■ **What is needed**
Each record that follows should be repeated exactly, minus any images.

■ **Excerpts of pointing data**
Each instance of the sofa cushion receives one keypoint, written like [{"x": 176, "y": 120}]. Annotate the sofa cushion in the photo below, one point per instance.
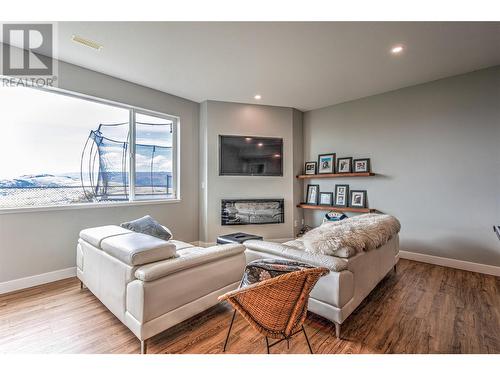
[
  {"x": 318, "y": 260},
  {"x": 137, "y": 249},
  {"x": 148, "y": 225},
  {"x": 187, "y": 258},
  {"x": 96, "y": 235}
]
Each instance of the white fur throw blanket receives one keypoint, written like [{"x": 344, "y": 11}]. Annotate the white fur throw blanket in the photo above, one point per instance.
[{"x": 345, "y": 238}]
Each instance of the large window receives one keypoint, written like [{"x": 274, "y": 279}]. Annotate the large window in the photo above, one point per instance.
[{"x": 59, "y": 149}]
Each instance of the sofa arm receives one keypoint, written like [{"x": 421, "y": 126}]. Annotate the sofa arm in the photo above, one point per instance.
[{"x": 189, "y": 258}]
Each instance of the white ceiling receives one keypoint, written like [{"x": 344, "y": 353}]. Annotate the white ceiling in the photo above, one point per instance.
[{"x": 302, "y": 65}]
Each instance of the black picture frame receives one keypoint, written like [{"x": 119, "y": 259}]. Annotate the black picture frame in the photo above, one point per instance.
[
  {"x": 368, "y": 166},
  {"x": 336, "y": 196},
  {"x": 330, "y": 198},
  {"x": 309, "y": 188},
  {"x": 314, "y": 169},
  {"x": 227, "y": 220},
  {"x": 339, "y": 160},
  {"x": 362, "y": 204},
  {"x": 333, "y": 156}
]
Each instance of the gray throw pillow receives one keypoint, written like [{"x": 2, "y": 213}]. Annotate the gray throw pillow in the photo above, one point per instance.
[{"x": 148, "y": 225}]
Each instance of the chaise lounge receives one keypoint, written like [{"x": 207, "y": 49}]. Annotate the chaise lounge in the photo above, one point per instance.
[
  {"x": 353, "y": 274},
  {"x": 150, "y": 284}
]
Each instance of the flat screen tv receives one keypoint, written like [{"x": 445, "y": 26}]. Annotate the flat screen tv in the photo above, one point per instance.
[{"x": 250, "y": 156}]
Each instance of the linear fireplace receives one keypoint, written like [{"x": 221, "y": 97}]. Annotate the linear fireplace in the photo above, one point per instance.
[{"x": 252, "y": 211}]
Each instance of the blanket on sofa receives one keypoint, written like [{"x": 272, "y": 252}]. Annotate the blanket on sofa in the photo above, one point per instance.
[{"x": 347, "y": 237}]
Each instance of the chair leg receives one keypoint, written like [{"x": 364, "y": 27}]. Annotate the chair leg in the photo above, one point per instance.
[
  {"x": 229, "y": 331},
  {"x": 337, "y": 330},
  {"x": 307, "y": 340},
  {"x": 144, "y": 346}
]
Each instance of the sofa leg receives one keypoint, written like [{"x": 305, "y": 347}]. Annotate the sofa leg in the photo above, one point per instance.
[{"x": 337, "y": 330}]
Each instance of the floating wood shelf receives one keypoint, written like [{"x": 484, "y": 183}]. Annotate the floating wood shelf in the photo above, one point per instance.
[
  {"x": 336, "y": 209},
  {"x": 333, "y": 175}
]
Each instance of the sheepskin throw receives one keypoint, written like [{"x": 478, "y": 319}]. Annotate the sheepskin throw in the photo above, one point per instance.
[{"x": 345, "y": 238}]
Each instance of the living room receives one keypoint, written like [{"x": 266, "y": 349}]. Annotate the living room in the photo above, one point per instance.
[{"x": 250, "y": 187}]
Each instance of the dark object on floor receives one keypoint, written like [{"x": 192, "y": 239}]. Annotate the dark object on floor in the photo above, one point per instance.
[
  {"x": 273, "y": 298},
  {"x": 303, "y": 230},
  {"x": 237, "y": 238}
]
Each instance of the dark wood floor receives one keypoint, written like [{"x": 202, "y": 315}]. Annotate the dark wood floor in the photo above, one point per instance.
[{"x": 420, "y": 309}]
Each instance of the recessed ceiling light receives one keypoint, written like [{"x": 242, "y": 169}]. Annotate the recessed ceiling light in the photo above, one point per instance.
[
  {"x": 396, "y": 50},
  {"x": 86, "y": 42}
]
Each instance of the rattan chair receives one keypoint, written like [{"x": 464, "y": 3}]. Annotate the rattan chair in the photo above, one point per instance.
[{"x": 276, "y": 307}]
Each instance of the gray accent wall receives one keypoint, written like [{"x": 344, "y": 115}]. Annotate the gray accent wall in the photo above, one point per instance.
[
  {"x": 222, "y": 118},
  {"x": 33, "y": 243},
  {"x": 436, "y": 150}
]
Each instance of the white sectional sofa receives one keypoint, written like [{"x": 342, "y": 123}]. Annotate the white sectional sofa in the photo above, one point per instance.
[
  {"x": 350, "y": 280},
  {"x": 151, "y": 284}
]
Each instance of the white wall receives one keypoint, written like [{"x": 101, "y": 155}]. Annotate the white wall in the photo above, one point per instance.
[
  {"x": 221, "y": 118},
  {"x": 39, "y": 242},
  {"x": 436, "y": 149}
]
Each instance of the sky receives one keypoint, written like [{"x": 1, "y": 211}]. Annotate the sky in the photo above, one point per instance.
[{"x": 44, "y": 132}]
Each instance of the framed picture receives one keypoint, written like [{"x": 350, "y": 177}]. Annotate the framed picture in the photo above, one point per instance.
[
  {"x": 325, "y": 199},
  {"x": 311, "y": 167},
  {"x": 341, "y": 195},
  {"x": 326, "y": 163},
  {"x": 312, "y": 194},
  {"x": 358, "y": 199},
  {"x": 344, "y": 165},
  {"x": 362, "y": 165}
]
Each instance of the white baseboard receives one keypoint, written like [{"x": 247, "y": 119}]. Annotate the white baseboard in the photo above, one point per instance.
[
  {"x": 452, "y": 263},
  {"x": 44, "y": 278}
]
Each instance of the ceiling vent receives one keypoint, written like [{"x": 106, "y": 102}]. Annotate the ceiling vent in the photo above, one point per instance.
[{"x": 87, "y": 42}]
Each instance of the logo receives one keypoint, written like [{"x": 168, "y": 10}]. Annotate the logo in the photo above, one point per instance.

■ **The reply**
Each instance of the sofa cushion receives one keypoint, written like [{"x": 176, "y": 120}]. Annotate the sofa cushion in the photo below, one point per instance.
[
  {"x": 318, "y": 260},
  {"x": 137, "y": 249},
  {"x": 148, "y": 225},
  {"x": 187, "y": 258},
  {"x": 96, "y": 235}
]
Each instance of the white fur throw blanket receives one keypoint, written like [{"x": 344, "y": 11}]. Annotate the white fur throw blanket in the photo above, one point per instance.
[{"x": 345, "y": 238}]
Each instance of the large window receives one keypoint, written like [{"x": 274, "y": 279}]. Annotate the large window in the photo above, one point per instance.
[{"x": 59, "y": 149}]
Each instance of the sofa arm receives one keypoint, written like [{"x": 421, "y": 126}]. Annotate the sofa arm in the photo above, one point per instance.
[{"x": 189, "y": 258}]
Each instance of the white ceiling receives one keypoint, written like [{"x": 344, "y": 353}]. Annotate the white ceiling in the photo above, one point per instance.
[{"x": 302, "y": 65}]
Each instance of the black picture frame receives one keypoint, written like [{"x": 119, "y": 259}]. Annotate the black picture frame in the photo above, one point per instance.
[
  {"x": 368, "y": 166},
  {"x": 336, "y": 196},
  {"x": 330, "y": 198},
  {"x": 309, "y": 188},
  {"x": 314, "y": 169},
  {"x": 227, "y": 220},
  {"x": 339, "y": 160},
  {"x": 362, "y": 204},
  {"x": 333, "y": 156}
]
Each instance of the gray throw pillow receives one keypoint, written like [{"x": 2, "y": 213}]. Annotate the gray throw pillow in the photo above, one point per instance.
[{"x": 148, "y": 225}]
Each instance of the chaise lounge receives one keypoint, written like [{"x": 207, "y": 49}]. Annotate the chaise lounge in the photo above, one point per instance.
[
  {"x": 353, "y": 274},
  {"x": 150, "y": 284}
]
Each instance of the flat screen tv receives one keypoint, written like [{"x": 445, "y": 26}]. Annotate the flat screen tv in the photo above, one point per instance.
[{"x": 250, "y": 156}]
Each instance of the linear fireplace receives one keypoint, written like [{"x": 221, "y": 97}]. Annotate the linear fireplace in the photo above, one point per instance.
[{"x": 252, "y": 211}]
Each instance of the blanket on sofa receives one keypoint, written like [{"x": 272, "y": 252}]. Annotate the blanket on sofa in the photo above, one point per instance.
[{"x": 347, "y": 237}]
Each instance of the chair leg receives one keypoint, written like [{"x": 364, "y": 27}]. Annotate the chair leg in the photo above, one point per instance.
[
  {"x": 229, "y": 331},
  {"x": 337, "y": 330},
  {"x": 307, "y": 340},
  {"x": 144, "y": 346}
]
Each instance of the sofa leg receives one keypoint, written like [{"x": 305, "y": 347}]. Annotate the sofa leg in the photo above, one point per instance.
[{"x": 337, "y": 330}]
Each instance of the floating wood shelf receives one keypoint, written like [{"x": 484, "y": 183}]. Annotate the floating wood shelf in the photo above, one point per instance.
[
  {"x": 336, "y": 209},
  {"x": 333, "y": 175}
]
Each instance of the sheepskin throw receives one keypoint, written like [{"x": 478, "y": 319}]. Annotate the sheepskin throw in the photo above, one point per instance.
[{"x": 345, "y": 238}]
Each instance of the living room receives one keypoint, written like [{"x": 266, "y": 349}]. Annotate the living room in the photo above, one point per instance.
[{"x": 250, "y": 187}]
Each instance of the dark object on floor receives one keypoint, written like [{"x": 192, "y": 239}]. Annotate the dark object on floor in the photo above, one point per instance.
[
  {"x": 273, "y": 298},
  {"x": 303, "y": 230},
  {"x": 237, "y": 238}
]
Each instance of the dark wood floor receives one keypoint, written like [{"x": 202, "y": 315}]. Annotate the dark wood floor in the photo above, one point per instance.
[{"x": 420, "y": 309}]
Each instance of the recessed ceiling light receives one keypoint, written like [{"x": 242, "y": 169}]. Annotate the recessed ceiling light in the photo above, one point per instance.
[
  {"x": 396, "y": 50},
  {"x": 86, "y": 42}
]
Each instance of the rattan chair receives one keypoint, written like [{"x": 464, "y": 3}]. Annotate the rattan chair in the photo above, one point per instance.
[{"x": 276, "y": 307}]
Each instance of the gray accent wall receives one keypoint, written like [{"x": 344, "y": 115}]. Annotate the gray accent wall in the photo above, one point per instance.
[
  {"x": 222, "y": 118},
  {"x": 33, "y": 243},
  {"x": 436, "y": 150}
]
Each instance of the white sectional sofa receives one keypoint, written like [{"x": 342, "y": 123}]. Annotate the white sectional sofa in the photo above, one point per instance.
[
  {"x": 350, "y": 280},
  {"x": 151, "y": 284}
]
Each instance of the white wall receives one keypoint, written like [{"x": 101, "y": 155}]. Annotate the white wall in the photo above, one point per instance.
[
  {"x": 221, "y": 118},
  {"x": 39, "y": 242},
  {"x": 436, "y": 149}
]
Each instance of the sky receives one keypoint, written like [{"x": 1, "y": 211}]. Annotate the sky in the photo above, one point per instance.
[{"x": 44, "y": 132}]
Each instance of the framed picture receives one keypoint, written like [{"x": 350, "y": 177}]. Annotate the framed picture in the photo above, one point per instance.
[
  {"x": 325, "y": 199},
  {"x": 311, "y": 167},
  {"x": 341, "y": 195},
  {"x": 326, "y": 163},
  {"x": 312, "y": 194},
  {"x": 358, "y": 199},
  {"x": 344, "y": 165},
  {"x": 362, "y": 165}
]
Each instance of the white baseboard receives one keypoint, written like [{"x": 247, "y": 119}]. Annotate the white baseboard in the photo above, one point per instance.
[
  {"x": 452, "y": 263},
  {"x": 44, "y": 278}
]
Each instance of the ceiling vent receives one keypoint, written like [{"x": 106, "y": 102}]. Annotate the ceiling vent in the photo above, one point per instance.
[{"x": 87, "y": 42}]
Each instance of the logo receives one keypoint, written like [{"x": 168, "y": 10}]. Annotate the logo in the photo above, one point per instance.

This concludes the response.